* What you are asked to do
Everything in the listing below must be set down again exactly.

* Input data
-- -- --

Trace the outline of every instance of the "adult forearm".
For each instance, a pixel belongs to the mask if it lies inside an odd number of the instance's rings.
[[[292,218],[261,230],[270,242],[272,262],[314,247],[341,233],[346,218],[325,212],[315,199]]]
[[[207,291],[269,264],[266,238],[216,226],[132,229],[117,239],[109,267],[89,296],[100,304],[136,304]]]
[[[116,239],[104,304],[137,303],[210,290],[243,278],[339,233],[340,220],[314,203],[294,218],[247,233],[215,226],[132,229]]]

-- -- --

* Solution for this problem
Trace the outline of every instance of the "adult forearm".
For each instance, a pixel belongs to the mask if it lies inside an odd number of the instance's rings.
[[[292,218],[261,230],[270,242],[272,262],[314,247],[341,233],[346,218],[325,212],[315,199]]]
[[[207,291],[269,264],[266,238],[216,226],[132,229],[117,239],[109,267],[89,296],[100,304],[136,304]]]
[[[116,239],[104,304],[137,303],[210,290],[243,278],[339,233],[340,220],[314,203],[294,218],[247,233],[215,226],[132,229]]]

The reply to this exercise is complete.